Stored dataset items

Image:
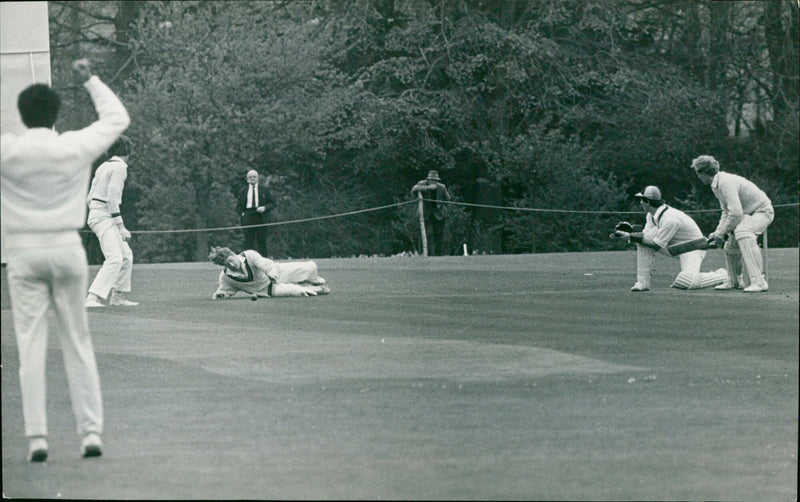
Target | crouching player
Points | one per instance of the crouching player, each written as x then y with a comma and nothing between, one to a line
254,275
666,226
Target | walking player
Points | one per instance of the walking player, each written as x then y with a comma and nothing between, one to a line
746,213
105,220
666,226
44,178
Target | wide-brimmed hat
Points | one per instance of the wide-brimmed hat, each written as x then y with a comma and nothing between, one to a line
650,193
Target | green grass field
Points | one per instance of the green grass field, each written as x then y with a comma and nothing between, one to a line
482,377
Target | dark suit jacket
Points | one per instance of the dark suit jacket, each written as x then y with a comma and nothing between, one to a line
253,217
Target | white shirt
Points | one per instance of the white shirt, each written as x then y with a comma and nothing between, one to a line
669,226
737,196
44,176
108,183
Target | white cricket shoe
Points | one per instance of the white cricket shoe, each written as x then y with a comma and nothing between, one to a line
120,300
37,449
92,302
757,288
91,446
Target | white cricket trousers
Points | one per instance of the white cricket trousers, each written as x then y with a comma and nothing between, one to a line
645,256
37,279
118,264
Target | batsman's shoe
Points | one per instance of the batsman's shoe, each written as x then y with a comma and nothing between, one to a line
118,299
37,449
91,446
92,302
726,285
757,288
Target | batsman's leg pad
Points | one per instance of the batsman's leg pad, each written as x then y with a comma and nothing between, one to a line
707,279
644,264
733,264
751,256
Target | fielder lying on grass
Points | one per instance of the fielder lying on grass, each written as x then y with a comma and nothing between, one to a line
667,226
256,276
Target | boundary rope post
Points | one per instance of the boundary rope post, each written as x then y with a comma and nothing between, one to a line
422,225
766,261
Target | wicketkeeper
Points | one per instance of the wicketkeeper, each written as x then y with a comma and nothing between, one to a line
250,273
746,213
667,226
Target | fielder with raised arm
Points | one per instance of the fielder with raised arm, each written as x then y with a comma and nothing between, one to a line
250,273
44,178
746,213
667,226
104,199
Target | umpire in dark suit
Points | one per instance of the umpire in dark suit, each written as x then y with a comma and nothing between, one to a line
253,206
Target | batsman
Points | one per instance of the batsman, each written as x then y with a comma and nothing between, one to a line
666,230
746,214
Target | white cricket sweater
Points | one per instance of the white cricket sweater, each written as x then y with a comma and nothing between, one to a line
44,176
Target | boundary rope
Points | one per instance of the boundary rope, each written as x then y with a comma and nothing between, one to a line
398,204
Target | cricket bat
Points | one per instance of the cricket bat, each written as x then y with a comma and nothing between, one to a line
685,247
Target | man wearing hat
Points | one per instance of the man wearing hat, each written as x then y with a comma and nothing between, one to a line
667,226
746,213
433,190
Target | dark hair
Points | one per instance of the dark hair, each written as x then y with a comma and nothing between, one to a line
652,202
121,147
38,106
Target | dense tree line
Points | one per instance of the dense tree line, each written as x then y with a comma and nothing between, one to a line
344,105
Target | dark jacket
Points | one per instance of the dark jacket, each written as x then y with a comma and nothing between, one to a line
435,191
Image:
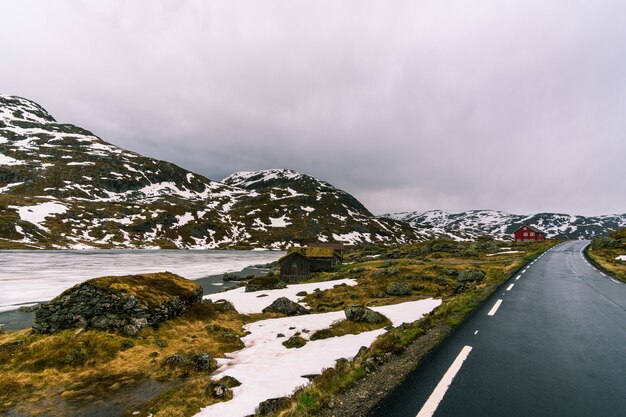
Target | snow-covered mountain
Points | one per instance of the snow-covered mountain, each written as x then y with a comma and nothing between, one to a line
61,186
474,223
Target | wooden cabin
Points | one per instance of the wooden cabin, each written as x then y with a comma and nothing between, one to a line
299,263
528,234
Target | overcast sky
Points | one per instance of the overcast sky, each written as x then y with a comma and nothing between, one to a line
408,105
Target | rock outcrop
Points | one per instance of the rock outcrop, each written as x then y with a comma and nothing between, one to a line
398,288
124,304
284,305
363,315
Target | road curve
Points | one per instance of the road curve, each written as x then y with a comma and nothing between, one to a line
551,342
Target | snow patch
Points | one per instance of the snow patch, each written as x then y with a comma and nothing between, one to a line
38,214
267,369
250,303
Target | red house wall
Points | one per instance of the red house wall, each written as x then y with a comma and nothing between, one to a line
530,236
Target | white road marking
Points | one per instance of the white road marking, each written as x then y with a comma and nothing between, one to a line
430,406
494,308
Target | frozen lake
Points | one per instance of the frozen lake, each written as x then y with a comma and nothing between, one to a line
33,276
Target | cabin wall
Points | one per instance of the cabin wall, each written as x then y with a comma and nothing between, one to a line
295,269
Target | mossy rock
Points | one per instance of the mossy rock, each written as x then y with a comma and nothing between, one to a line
124,304
294,342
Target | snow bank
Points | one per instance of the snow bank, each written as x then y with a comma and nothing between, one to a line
266,369
37,214
34,276
251,302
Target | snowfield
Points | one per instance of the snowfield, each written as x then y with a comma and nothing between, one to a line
28,277
267,369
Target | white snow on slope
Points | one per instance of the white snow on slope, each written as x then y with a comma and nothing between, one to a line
7,160
250,302
266,369
38,214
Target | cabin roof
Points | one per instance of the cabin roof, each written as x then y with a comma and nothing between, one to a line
310,253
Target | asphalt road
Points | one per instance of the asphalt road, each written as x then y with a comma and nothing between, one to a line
554,346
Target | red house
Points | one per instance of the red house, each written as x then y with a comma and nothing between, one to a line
528,234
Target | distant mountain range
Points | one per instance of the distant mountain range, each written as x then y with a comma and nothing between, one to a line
63,187
500,225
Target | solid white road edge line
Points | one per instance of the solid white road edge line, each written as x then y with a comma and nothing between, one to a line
430,406
494,308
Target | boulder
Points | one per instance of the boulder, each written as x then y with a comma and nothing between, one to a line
362,314
124,304
273,405
284,305
398,288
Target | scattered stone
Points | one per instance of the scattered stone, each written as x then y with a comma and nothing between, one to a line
200,362
398,289
123,304
471,275
229,381
264,283
294,342
284,305
363,315
224,306
217,390
126,344
273,405
28,309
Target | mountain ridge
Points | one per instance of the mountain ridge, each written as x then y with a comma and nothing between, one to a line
62,187
501,225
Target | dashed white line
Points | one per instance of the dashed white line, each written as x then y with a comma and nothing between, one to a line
494,308
430,406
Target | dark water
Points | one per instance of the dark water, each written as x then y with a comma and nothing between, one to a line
18,320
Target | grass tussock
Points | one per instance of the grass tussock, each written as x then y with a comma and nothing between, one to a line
42,371
604,251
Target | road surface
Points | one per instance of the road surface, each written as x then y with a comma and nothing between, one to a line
551,342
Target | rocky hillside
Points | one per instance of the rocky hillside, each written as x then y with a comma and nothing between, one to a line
63,187
470,224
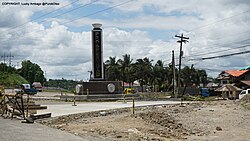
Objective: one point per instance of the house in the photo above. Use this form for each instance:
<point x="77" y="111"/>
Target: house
<point x="234" y="76"/>
<point x="228" y="91"/>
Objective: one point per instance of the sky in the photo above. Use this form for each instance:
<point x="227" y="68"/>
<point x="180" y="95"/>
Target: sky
<point x="56" y="34"/>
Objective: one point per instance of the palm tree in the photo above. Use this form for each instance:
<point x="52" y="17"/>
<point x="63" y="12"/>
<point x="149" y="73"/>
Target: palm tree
<point x="126" y="68"/>
<point x="144" y="71"/>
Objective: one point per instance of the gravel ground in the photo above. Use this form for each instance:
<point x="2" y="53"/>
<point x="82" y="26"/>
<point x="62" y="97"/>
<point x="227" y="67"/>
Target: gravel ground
<point x="217" y="120"/>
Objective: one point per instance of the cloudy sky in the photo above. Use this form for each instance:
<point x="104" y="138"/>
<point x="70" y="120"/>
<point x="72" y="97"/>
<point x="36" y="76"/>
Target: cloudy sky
<point x="58" y="37"/>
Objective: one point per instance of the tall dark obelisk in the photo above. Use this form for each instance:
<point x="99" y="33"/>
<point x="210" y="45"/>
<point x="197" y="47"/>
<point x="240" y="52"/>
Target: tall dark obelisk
<point x="97" y="53"/>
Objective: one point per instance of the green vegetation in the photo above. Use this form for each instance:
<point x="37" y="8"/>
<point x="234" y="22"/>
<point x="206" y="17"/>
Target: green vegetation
<point x="11" y="80"/>
<point x="28" y="73"/>
<point x="158" y="75"/>
<point x="68" y="85"/>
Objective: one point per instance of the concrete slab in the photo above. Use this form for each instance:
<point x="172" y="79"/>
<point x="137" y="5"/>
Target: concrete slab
<point x="14" y="130"/>
<point x="67" y="108"/>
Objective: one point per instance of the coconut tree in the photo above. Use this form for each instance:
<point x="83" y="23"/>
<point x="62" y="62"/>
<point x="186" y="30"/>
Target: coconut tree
<point x="125" y="65"/>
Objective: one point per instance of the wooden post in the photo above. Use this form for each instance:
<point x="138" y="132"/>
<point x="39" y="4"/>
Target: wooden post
<point x="74" y="100"/>
<point x="133" y="105"/>
<point x="27" y="110"/>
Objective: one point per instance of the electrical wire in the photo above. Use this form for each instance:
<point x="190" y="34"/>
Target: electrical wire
<point x="106" y="9"/>
<point x="244" y="46"/>
<point x="218" y="21"/>
<point x="221" y="56"/>
<point x="53" y="12"/>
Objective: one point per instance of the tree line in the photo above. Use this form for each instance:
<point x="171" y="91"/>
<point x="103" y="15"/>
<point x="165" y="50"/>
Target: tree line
<point x="30" y="71"/>
<point x="157" y="75"/>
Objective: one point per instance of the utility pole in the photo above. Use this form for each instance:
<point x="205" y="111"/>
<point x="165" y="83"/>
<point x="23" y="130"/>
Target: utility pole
<point x="182" y="40"/>
<point x="173" y="67"/>
<point x="10" y="59"/>
<point x="3" y="61"/>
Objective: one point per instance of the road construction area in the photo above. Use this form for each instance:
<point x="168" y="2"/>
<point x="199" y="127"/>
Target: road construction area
<point x="220" y="120"/>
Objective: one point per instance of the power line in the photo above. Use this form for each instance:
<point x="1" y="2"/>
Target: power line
<point x="221" y="56"/>
<point x="106" y="9"/>
<point x="244" y="46"/>
<point x="22" y="24"/>
<point x="218" y="21"/>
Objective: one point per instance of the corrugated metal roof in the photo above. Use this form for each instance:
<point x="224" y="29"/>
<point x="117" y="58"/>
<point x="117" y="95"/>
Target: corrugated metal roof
<point x="245" y="68"/>
<point x="246" y="82"/>
<point x="236" y="73"/>
<point x="228" y="88"/>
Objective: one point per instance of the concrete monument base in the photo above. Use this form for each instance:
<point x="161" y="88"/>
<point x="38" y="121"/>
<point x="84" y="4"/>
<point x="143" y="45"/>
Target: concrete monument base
<point x="99" y="88"/>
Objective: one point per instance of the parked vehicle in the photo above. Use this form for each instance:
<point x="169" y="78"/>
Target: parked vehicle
<point x="129" y="91"/>
<point x="243" y="93"/>
<point x="38" y="86"/>
<point x="26" y="89"/>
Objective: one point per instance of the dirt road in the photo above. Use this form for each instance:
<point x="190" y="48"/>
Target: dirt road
<point x="217" y="120"/>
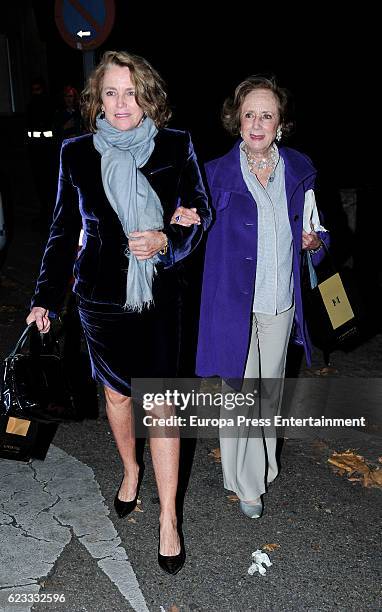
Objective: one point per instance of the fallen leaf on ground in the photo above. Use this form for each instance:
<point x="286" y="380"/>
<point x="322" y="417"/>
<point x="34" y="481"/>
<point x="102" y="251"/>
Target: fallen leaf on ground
<point x="232" y="498"/>
<point x="349" y="461"/>
<point x="356" y="468"/>
<point x="216" y="455"/>
<point x="325" y="371"/>
<point x="270" y="547"/>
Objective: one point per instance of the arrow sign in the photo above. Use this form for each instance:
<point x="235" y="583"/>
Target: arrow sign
<point x="84" y="24"/>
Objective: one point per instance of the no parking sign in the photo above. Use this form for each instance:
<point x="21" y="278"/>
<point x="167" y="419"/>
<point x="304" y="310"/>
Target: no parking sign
<point x="84" y="24"/>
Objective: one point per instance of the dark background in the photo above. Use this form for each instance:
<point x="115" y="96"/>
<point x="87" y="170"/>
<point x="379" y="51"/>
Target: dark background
<point x="321" y="59"/>
<point x="328" y="62"/>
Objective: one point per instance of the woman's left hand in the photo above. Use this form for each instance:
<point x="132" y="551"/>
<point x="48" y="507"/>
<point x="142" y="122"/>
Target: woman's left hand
<point x="146" y="244"/>
<point x="185" y="216"/>
<point x="310" y="241"/>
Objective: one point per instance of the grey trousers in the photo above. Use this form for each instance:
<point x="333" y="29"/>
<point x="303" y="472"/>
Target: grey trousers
<point x="249" y="462"/>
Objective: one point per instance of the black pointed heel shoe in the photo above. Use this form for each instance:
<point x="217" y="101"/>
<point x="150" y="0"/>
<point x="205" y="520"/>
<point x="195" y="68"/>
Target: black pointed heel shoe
<point x="124" y="508"/>
<point x="172" y="564"/>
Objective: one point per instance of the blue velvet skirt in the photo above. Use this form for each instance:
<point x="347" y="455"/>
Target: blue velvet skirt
<point x="124" y="345"/>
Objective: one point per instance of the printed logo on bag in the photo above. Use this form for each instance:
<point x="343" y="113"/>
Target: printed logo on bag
<point x="336" y="301"/>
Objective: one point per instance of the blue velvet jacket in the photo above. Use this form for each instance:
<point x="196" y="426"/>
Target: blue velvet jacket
<point x="101" y="266"/>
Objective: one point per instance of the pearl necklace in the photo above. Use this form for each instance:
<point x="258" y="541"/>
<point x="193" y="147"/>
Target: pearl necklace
<point x="260" y="164"/>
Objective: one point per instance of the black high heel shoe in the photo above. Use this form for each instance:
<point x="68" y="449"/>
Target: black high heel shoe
<point x="124" y="508"/>
<point x="172" y="564"/>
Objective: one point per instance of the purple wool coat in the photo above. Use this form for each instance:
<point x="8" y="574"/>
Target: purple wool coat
<point x="230" y="262"/>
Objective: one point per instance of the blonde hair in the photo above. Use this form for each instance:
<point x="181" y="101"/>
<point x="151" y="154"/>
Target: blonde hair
<point x="150" y="92"/>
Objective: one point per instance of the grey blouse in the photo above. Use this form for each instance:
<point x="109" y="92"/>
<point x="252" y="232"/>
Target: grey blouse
<point x="274" y="276"/>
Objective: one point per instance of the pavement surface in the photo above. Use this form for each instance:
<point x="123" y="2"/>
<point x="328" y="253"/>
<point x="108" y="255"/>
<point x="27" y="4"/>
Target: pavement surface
<point x="61" y="538"/>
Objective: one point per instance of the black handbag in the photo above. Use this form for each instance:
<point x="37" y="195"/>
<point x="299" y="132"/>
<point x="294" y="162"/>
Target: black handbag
<point x="329" y="316"/>
<point x="33" y="382"/>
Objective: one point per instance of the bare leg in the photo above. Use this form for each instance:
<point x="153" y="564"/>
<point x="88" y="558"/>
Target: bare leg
<point x="165" y="456"/>
<point x="119" y="411"/>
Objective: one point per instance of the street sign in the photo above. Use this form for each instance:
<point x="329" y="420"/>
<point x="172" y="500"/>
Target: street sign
<point x="84" y="24"/>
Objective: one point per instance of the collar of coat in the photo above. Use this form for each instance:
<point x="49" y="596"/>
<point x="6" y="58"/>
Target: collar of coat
<point x="226" y="172"/>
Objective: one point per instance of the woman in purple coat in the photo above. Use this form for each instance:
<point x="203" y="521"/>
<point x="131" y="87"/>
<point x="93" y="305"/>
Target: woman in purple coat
<point x="263" y="196"/>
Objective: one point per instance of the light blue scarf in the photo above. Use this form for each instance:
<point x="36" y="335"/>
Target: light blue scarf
<point x="131" y="196"/>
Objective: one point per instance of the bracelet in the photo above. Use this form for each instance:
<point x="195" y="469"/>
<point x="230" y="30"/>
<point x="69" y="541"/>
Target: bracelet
<point x="163" y="251"/>
<point x="316" y="250"/>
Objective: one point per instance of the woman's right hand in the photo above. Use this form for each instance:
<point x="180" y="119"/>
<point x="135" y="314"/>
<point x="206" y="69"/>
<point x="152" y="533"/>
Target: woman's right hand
<point x="41" y="316"/>
<point x="185" y="216"/>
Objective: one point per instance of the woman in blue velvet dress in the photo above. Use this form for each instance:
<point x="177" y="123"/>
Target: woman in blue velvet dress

§ PROMPT: From the line containing "Target: woman in purple coat" through the last line of the records above, reproduce every line exactly.

§ WRITTEN REPLY:
Target: woman in purple coat
<point x="263" y="196"/>
Objective: one point per instance of the light blue scarf in the photo above. Use this form for each instance:
<point x="36" y="335"/>
Target: light blue scarf
<point x="131" y="196"/>
Objective: one point per instance of the bracelet in the photo above. Use this form for each instance:
<point x="195" y="469"/>
<point x="230" y="30"/>
<point x="69" y="541"/>
Target: bracelet
<point x="163" y="251"/>
<point x="316" y="250"/>
Objective: one point per instance of the woman's right hand in the photo above. Use this form for each instance:
<point x="180" y="119"/>
<point x="135" y="314"/>
<point x="206" y="69"/>
<point x="152" y="533"/>
Target: woman's right hand
<point x="41" y="316"/>
<point x="185" y="216"/>
Objective: one point per instance of the woman in blue velvet dress in the photo above. Use this form for each instance:
<point x="177" y="123"/>
Target: woman in blue velvet dress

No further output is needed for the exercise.